### SELECTED TEXT

# # #

The Life Insurance Corporation has drawn a list of sectors to reinforce its presence in the equity market following a shift in its investment strategy.
According to banking sources, the insurance major has shifted its focus from government securities and bonds to equity to ward off the impact of rising interest rates.
Pharmaceuticals, steel and information technology-enabled services top LIC's investment chart for the current fiscal. LIC officials added that despite the hiccups in the banking sector, the insurer has earmarked 15 per cent of its total investment portfolio for equity for banks.
For the fiscal ended March 31, 2004, almost 12 per cent of the said portfolio was invested in banking. However, LIC has decided to maintain caution over the metals sector, including copper and aluminium.
Moreover, to hedge the risk emanating from market movements, it has written to the Insurance Regulatory and Development Authority for permission to foray into equity derivatives.
According to the officials, trading in futures and options will enable LIC to hedge the market risks appropriately. At present, LIC is allowed to hedge its interest rate risk through interest rate swaps.

# # #

Phrase grounding data:
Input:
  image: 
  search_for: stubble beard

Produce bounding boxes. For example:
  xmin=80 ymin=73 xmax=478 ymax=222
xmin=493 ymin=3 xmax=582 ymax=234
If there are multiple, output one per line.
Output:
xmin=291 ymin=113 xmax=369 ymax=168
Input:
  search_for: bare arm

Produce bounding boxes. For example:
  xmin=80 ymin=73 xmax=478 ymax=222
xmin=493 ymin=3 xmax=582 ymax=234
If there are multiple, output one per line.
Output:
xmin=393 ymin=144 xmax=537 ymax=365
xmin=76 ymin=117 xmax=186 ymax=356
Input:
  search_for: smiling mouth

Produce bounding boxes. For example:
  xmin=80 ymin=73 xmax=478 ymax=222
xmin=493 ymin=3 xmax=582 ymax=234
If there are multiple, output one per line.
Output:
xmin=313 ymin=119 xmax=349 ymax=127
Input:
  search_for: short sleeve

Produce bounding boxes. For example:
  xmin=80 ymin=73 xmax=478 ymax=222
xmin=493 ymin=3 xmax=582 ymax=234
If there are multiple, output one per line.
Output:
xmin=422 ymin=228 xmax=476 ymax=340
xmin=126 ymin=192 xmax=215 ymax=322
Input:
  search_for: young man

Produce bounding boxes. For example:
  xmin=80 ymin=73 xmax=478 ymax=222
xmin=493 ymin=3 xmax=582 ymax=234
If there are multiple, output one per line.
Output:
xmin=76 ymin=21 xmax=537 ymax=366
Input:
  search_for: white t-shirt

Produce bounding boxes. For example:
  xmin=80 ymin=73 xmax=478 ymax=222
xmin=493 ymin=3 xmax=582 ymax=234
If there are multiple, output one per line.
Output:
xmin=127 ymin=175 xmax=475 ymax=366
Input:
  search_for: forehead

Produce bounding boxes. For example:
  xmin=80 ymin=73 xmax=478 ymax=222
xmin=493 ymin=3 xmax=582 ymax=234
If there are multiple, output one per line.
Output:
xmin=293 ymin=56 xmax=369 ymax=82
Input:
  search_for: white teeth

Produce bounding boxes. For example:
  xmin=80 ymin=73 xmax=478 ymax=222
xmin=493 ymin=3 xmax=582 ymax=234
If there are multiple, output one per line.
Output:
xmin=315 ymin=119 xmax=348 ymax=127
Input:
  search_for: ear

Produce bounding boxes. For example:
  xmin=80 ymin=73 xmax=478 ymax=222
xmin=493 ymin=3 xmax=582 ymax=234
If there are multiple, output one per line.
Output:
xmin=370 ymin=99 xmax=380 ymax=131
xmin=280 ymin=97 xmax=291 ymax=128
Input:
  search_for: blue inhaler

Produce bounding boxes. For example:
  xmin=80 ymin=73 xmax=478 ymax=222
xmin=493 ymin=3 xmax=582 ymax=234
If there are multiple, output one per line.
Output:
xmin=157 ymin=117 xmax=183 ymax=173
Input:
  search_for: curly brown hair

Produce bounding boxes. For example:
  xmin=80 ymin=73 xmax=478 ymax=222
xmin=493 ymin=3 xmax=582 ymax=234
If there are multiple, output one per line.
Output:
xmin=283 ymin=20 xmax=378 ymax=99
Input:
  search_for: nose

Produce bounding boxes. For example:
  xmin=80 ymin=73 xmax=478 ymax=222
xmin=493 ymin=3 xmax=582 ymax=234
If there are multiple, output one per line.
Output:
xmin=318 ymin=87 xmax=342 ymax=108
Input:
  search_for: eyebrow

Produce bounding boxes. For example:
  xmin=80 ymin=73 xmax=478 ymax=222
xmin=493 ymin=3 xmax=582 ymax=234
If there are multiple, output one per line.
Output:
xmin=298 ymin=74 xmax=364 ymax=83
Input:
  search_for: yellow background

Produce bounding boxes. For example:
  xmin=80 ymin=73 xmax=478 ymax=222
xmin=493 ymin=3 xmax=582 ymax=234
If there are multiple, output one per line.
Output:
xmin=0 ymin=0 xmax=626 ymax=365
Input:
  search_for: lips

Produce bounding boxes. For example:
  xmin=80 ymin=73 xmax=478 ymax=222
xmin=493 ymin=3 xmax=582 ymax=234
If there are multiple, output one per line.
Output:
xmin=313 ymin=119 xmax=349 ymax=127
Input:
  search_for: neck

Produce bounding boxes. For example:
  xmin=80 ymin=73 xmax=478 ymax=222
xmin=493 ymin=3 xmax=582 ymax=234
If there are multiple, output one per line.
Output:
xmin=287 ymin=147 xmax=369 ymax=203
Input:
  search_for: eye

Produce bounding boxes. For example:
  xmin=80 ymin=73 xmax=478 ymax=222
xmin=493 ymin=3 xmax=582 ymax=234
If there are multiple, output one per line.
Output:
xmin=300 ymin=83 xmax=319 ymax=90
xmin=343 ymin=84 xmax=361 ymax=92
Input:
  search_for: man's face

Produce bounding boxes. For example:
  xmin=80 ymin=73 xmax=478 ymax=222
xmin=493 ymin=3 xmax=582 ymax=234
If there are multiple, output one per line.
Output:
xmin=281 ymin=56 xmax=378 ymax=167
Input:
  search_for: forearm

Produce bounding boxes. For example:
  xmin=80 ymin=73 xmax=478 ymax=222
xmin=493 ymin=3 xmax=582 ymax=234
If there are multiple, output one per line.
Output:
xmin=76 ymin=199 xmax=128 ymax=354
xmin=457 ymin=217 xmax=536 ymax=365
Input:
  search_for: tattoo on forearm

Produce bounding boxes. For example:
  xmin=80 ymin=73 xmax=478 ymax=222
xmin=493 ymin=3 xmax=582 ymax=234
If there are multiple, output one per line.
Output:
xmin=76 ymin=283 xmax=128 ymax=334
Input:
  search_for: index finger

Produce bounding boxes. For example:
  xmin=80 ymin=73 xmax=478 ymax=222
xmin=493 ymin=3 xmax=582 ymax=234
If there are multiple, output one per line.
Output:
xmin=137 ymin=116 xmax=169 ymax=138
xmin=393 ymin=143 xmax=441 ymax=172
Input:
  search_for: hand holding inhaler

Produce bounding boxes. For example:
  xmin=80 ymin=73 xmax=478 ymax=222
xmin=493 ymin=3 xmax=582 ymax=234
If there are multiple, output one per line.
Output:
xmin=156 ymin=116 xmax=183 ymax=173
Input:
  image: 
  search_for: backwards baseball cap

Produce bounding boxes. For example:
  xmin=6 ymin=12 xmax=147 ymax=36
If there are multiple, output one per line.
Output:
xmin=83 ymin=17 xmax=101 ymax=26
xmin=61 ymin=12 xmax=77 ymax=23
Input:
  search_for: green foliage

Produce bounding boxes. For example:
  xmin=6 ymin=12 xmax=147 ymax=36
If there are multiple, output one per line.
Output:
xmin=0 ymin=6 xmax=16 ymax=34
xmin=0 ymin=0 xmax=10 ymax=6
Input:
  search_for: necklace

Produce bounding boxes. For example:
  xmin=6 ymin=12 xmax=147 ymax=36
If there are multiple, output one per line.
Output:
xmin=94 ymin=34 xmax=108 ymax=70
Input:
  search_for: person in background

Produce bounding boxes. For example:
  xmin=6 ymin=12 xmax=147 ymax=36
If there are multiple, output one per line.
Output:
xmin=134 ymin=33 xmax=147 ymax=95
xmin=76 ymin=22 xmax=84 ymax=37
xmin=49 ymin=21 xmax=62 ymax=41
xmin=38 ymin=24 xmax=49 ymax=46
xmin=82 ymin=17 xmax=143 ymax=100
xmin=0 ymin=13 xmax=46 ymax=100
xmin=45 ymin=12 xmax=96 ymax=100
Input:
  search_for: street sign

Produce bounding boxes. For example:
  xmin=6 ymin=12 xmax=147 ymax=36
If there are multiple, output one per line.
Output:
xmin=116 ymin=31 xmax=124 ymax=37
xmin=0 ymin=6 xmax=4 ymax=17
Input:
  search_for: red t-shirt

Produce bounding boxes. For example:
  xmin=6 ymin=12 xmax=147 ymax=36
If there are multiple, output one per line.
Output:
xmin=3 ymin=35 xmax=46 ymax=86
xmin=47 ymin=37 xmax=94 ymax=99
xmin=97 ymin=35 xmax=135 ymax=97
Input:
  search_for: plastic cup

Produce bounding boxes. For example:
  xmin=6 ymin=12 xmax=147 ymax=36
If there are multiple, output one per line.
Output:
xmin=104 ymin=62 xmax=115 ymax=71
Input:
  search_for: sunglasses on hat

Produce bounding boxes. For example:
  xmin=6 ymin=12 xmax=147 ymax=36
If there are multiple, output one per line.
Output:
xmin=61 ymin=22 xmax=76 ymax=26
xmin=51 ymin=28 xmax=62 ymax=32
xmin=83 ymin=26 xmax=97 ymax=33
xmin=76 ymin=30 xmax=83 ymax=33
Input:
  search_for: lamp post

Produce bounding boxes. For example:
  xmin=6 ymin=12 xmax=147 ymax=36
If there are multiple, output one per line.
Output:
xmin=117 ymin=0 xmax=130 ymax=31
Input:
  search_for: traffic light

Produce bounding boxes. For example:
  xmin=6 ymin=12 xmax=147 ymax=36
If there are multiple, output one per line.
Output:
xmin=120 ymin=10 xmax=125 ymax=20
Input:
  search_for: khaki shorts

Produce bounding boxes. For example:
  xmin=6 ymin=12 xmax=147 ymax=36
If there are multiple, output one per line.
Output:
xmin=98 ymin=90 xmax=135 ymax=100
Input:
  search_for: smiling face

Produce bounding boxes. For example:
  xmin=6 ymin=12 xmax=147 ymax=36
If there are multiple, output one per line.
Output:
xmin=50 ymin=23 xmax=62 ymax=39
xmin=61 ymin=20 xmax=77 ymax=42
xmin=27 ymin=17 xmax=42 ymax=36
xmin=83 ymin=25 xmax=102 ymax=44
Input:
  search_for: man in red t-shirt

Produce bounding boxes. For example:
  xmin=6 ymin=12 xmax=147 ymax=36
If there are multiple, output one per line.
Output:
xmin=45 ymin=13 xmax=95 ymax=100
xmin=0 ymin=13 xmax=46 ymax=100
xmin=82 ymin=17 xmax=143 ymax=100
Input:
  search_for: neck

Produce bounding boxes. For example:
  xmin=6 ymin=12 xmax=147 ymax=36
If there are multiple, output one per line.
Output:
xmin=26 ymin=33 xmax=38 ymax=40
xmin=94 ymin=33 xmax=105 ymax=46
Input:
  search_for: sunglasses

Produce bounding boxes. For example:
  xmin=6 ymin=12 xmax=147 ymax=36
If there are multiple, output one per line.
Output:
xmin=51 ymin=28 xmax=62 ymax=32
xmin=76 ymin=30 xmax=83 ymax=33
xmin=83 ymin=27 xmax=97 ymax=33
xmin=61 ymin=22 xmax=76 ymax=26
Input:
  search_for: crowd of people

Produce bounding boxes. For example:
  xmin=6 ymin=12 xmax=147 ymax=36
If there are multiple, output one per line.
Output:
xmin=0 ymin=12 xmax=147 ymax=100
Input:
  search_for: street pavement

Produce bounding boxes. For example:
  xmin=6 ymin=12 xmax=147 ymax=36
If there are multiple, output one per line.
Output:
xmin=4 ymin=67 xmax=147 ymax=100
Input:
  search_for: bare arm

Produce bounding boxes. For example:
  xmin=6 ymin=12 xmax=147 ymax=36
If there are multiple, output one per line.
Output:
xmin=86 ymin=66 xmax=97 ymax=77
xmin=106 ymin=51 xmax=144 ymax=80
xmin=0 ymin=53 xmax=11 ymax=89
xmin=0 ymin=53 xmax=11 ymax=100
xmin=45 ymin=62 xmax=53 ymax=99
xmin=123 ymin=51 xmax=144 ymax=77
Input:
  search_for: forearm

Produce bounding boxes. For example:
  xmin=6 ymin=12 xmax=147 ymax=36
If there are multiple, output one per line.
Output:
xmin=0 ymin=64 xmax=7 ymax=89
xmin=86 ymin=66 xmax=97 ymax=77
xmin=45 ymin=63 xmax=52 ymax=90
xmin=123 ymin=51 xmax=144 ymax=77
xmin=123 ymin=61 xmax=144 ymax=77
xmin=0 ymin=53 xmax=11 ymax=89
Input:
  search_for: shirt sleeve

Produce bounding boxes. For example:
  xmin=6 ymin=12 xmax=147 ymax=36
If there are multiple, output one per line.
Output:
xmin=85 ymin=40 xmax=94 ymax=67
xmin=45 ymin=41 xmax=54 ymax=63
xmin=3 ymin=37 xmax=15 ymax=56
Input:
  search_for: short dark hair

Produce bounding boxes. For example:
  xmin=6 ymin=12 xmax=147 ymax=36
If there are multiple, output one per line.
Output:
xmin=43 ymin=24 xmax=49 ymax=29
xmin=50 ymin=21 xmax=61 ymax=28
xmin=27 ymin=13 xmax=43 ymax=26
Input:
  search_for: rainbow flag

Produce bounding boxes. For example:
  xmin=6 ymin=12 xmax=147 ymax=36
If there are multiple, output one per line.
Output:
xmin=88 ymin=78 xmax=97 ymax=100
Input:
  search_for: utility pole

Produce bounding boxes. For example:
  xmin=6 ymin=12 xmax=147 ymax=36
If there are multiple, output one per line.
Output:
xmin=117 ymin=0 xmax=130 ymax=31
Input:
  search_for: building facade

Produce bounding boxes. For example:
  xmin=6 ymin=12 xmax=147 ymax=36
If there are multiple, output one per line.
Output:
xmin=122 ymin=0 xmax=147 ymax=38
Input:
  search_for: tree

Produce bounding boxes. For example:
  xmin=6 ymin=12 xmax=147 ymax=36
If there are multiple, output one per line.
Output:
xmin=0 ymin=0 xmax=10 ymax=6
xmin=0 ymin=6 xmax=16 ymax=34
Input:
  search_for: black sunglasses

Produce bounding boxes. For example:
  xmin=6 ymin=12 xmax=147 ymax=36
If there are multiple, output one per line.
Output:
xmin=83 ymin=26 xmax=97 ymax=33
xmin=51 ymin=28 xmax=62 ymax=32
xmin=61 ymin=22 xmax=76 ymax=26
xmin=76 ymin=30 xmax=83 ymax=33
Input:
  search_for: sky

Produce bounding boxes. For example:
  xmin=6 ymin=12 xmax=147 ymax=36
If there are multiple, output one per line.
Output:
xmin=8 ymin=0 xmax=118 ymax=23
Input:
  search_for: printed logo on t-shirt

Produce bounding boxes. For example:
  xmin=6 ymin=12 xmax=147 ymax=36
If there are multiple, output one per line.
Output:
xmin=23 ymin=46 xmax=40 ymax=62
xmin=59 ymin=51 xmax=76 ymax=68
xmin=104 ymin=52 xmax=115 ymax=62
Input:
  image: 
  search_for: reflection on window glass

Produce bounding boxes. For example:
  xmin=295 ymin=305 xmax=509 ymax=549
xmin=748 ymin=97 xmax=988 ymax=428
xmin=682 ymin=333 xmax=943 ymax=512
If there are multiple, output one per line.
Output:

# # #

### REQUIRED WORK
**1.** In the article on LIC's investment strategy, what share of the insurer's total investment portfolio has been earmarked for bank equity?
**2.** Reproduce a stretch of the article on LIC's investment strategy word for word. Begin at the words "The Life Insurance" and stop after "equity for banks.".
**3.** Continue the article on LIC's investment strategy from the point where it stops.

### TASK RESULTS
**1.** 15 per cent of its total investment portfolio.

**2.**
The Life Insurance Corporation has drawn a list of sectors to reinforce its presence in the equity market following a shift in its investment strategy.
According to banking sources, the insurance major has shifted its focus from government securities and bonds to equity to ward off the impact of rising interest rates.
Pharmaceuticals, steel and information technology-enabled services top LIC's investment chart for the current fiscal. LIC officials added that despite the hiccups in the banking sector, the insurer has earmarked 15 per cent of its total investment portfolio for equity for banks.

**3.**
However it has not been of much help as there is no active trading in the swaps.
For the current fiscal, the insurance major plans to invest around Rs 9,000-10,000 crore (Rs 90-100 billion) in the equity market. The interest in the equity market emanates from the fact that the insurance major is flush with funds but it is not getting any viable infrastructure project to invest.
The situation is also jittery in government securities market where sources said, the 10-year benchmark paper will go up to 6.75 per cent by the end of the October credit policy.
However, in its limited presence in the bonds market, it has been lapping up government securities of longer-term maturity at dirt cheap prices with interest rates falling.